Page text:

In this talk we will discuss how the flexibility of the GStreamer multimedia framework allows to implement these use cases, and which features are already provided to make it very simple to develop such applications. We will briefly introduce how data flow handling and synchronisation works in GStreamer. After this we will discuss how various open standards like RTP/RTSP and PTP/NTP can be leveraged to implement these use cases, while providing interoperability with other solutions. We will discuss how these are integrated into GStreamer and which challenges exist.

Sebastian Dröge is a Free Software developer and one of the GStreamer maintainers and core developers. He has been involved with the project for almost 10 years now. He also contributes to various other Free Software projects, like Debian, GNOME and WebKit. While finishing his degree in computer sciences at the University of Paderborn in Germany, he started working as a contractor for GStreamer and related technologies.

Nowadays Sebastian is working at Centricular, a company providing consultancy services around GStreamer and Free Software in general.

Apart from multimedia related topics, Sebastian has an interest in digital signal processing, programming languages, machine learning, network protocols and distributed systems.

OpenGL Desktop/ES for the GStreamer pipeline, Matthew Waters (ystreet00), Centricular

OpenGL is a powerful API usually accompanied by dedicated hardware. Equipped with GLSL, one can envisage complex (or simple) filters, mixers, sources and sinks that transform, produce or consume the typical video stream in extraordinary ways.

This talk will provide for an overview on the current integration state of GStreamer + OpenGL and a look into the future of GStreamer with OpenGL.

Matthew Waters has only just started his hopefully long and rewarding FOSS career after using Linux for the past couple of years. When he isn't hacking on GStreamer's OpenGL support, he is attending University and playing around with waveforms.

Robust lipsync error detection using GStreamer and QR Codes, Florent Thiery, Ubicast

Audio to video synchronization (also called lipsync ) is a critical aspect of multimedia processing that may be affected anywhere along the media workflow, from capture to delivery. This talk will describe a blackbox-style approach and analysis software based on gstreamer and QR Codes designed to help solve this recurrent problem regardless of the nature of the system.

Florent Thiéry is the C.T.O. and one of the co-founders of UbiCast, a 2007-founded french startup company that builds gstreamer-based solutions designed capture and webcast interactive videos, like the Gstreamer Conference video archive.

Requirement 1: According to the talk descriptions, what topics interest Sebastian Dröge apart from multimedia?
These entries are unrelated to the talk descriptions.

Excerpts from location labeling data:
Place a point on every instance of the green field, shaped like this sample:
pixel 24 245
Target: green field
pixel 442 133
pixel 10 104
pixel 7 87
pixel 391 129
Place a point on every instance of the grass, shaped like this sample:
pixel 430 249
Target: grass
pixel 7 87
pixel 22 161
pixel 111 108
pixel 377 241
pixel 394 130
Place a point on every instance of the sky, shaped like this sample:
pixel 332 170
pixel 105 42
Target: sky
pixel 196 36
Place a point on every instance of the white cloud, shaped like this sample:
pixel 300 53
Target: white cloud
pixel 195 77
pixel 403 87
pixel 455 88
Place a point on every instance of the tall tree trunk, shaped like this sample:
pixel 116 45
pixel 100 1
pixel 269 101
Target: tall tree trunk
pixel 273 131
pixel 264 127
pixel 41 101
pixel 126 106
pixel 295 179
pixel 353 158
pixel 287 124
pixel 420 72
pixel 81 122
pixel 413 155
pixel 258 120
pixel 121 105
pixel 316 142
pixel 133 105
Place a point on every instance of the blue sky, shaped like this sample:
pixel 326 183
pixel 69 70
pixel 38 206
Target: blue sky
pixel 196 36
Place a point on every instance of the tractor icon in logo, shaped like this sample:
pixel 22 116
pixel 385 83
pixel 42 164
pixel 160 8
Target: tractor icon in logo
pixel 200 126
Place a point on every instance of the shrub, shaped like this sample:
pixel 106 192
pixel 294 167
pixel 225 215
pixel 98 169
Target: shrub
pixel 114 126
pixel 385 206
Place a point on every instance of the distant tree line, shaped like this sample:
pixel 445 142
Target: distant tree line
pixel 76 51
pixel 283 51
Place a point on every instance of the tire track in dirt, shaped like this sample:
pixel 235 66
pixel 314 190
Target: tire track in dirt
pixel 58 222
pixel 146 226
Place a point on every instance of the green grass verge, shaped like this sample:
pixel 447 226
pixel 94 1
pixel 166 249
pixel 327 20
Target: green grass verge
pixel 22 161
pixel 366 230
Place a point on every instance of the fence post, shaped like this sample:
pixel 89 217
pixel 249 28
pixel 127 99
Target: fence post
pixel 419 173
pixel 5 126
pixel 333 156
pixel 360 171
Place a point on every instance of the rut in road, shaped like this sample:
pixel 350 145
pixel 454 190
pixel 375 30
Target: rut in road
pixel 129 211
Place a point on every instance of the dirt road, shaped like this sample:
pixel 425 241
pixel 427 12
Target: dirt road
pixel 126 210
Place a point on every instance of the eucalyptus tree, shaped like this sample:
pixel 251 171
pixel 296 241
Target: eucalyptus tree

Requirement 2: Return the stretch of the entries from the line that contains "Place a point on every instance of the green grass" through the line that contains "pixel 366 230", including both of those lines.

Final result 1: Digital signal processing, programming languages, machine learning, network protocols and distributed systems.

Final result 2:
Place a point on every instance of the green grass verge, shaped like this sample:
pixel 447 226
pixel 94 1
pixel 166 249
pixel 327 20
Target: green grass verge
pixel 22 161
pixel 366 230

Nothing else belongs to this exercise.